Exercise brief >> Leave out the images and return all the data word for word.

*** Opening Records shown ***

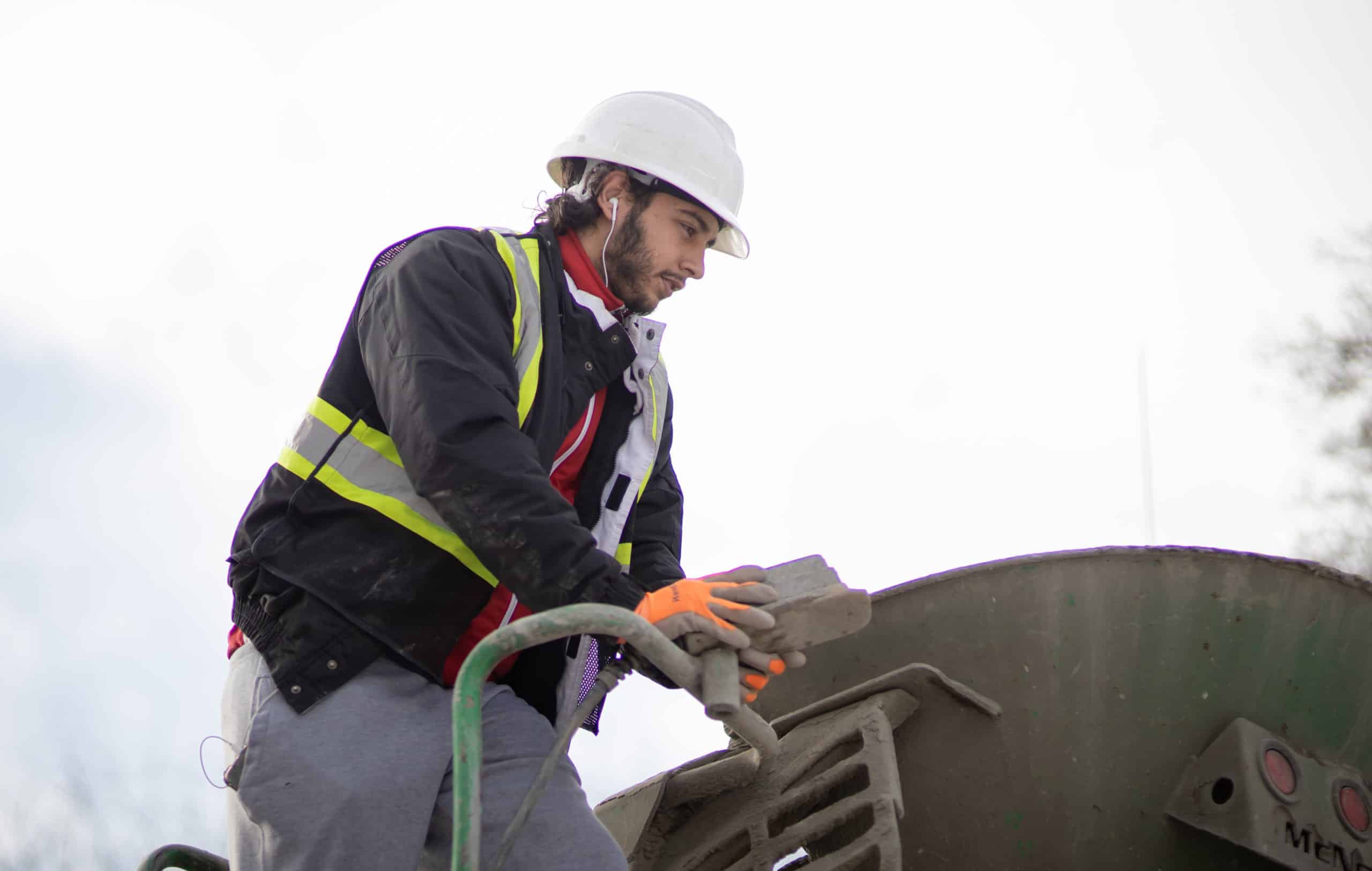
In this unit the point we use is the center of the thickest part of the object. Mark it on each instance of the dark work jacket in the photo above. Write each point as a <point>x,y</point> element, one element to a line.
<point>324,585</point>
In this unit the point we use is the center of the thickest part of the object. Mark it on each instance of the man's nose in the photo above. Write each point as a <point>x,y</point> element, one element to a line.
<point>695,265</point>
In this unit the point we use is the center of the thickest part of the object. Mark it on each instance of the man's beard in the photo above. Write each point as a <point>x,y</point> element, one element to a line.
<point>630,265</point>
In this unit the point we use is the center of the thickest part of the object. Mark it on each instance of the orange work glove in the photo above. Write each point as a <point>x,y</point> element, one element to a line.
<point>717,605</point>
<point>756,668</point>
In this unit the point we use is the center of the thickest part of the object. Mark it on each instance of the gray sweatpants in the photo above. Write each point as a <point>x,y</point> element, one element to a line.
<point>364,779</point>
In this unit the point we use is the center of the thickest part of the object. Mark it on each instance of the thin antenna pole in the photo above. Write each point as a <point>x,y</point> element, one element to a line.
<point>1146,445</point>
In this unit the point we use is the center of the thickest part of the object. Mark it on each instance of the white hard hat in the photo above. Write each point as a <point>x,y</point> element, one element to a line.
<point>673,138</point>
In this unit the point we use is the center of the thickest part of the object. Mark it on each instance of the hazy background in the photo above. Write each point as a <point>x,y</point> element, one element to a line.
<point>968,222</point>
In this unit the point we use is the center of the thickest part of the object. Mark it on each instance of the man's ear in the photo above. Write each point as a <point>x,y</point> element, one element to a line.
<point>615,187</point>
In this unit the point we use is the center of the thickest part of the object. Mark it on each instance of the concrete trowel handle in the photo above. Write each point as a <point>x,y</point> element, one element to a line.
<point>719,682</point>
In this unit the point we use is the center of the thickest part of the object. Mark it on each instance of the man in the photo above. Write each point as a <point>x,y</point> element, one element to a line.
<point>491,440</point>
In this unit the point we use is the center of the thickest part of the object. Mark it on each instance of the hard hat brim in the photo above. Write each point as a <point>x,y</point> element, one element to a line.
<point>732,239</point>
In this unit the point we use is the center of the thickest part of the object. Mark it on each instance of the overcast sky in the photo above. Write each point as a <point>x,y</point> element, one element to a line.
<point>969,221</point>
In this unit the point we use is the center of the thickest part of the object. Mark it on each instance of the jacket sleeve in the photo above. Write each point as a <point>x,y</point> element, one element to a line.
<point>658,520</point>
<point>435,332</point>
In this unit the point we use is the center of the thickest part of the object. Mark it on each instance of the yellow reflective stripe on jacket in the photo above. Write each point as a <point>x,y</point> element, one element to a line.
<point>520,258</point>
<point>659,413</point>
<point>361,474</point>
<point>338,421</point>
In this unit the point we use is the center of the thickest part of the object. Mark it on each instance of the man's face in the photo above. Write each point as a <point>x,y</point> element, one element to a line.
<point>656,249</point>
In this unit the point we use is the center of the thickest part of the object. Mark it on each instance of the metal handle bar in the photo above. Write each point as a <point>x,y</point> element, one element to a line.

*** Closing Records shown ***

Exercise answer >>
In this unit the point we use is the center of the thickest part of the object. Mark it on each instance of the dark work jacket in the photo above. Write each point as a <point>x,y</point> element, one element to a line.
<point>324,585</point>
In this unit the point we use is the center of the thickest part of the object. Mark it on each instance of the man's nose in the photo above. Write each point as a <point>x,y</point> element, one element to a line.
<point>695,265</point>
In this unit the point we use is the center of the thickest part of the object. Mark it on each instance of the man's beard in the photo above. Write each point as a <point>x,y</point> element, one element to a line.
<point>630,265</point>
In this unit the point we use is the center of the thickest part of the object. Mark it on each instance of the orange work glove in the photo above. Write each point as a <point>x,y</point> element, one element to a line.
<point>717,605</point>
<point>756,668</point>
In this unit the point we use is the center of the thickest part of the object. Mark it on each instance of the gray sweatpants in the photo above. Write each point as a <point>x,y</point> element, one element to a line.
<point>364,779</point>
In this unit the point we use is the center of the thickest part of the object. Mark it on each instance of the thin antenna pole in the photo above. Write each point as a <point>x,y</point> element, one element to a line.
<point>1146,445</point>
In this unit the point we use is the center of the thickest part of the object. Mark it on each instance of the white hard hat in the photo above. Write each point as a <point>x,y</point> element, one element to a line.
<point>673,138</point>
In this unit the point we use is the center of the thickest part of the object. Mark it on each instance of the hazy background in the photo above. Write each point as a <point>x,y</point> element, one element to a line.
<point>968,222</point>
In this unit the point we use is the center of the thickest part of the object. Mark it on each instance of the man's ear in the photo above. Write each point as a <point>x,y</point> element, one element to a line.
<point>615,187</point>
In this unit the point we use is the center of the thickest part of the object. Mark it on each instance of the concrete trowel handle in the photo above. Write each point as a <point>x,y</point> element, one element to a line.
<point>719,682</point>
In this unit the point we use is the center of the thickest part of the object. Mark it on each instance of the man in the photo above. Write each point as a <point>x,y</point> element, one element to a line.
<point>491,440</point>
In this unit the point we use is the center of the thickest part of the object. Mark it on each instance of the hard hat brim in the photo above. Write each point as a <point>x,y</point> element, one element to a line.
<point>732,239</point>
In this unit the point we use is the center of the thickest part of the object. Mark it on each instance of the overcast sky in the photo above. Write each point as a <point>x,y</point> element, one element to a line.
<point>969,221</point>
In this unit the point we use is the center of the thickest part of the object. Mark it on each instance of the jacket sleeve in the photo above. Write each point as a <point>x,y</point> element, one element to a line.
<point>658,520</point>
<point>435,332</point>
In this unit the point we use is the center of the thickest part of the object. Mark it on each instance of the yellow reflective stripe on jacket in the photo above. Write each point as a <point>x,y</point> element, one element to a line.
<point>520,258</point>
<point>659,413</point>
<point>361,474</point>
<point>338,421</point>
In this unit the point we use is the center of the thickest part of the object. Mark it on each instance of the man's face in the photo above. Write each point as a <point>x,y</point> element, one element to a line.
<point>656,249</point>
In this unit the point we use is the center of the thickest part of the object. Mark it on each instance of the metal handle bar in the photo above. Write each point as a <point>x,y</point> element, one element to a line.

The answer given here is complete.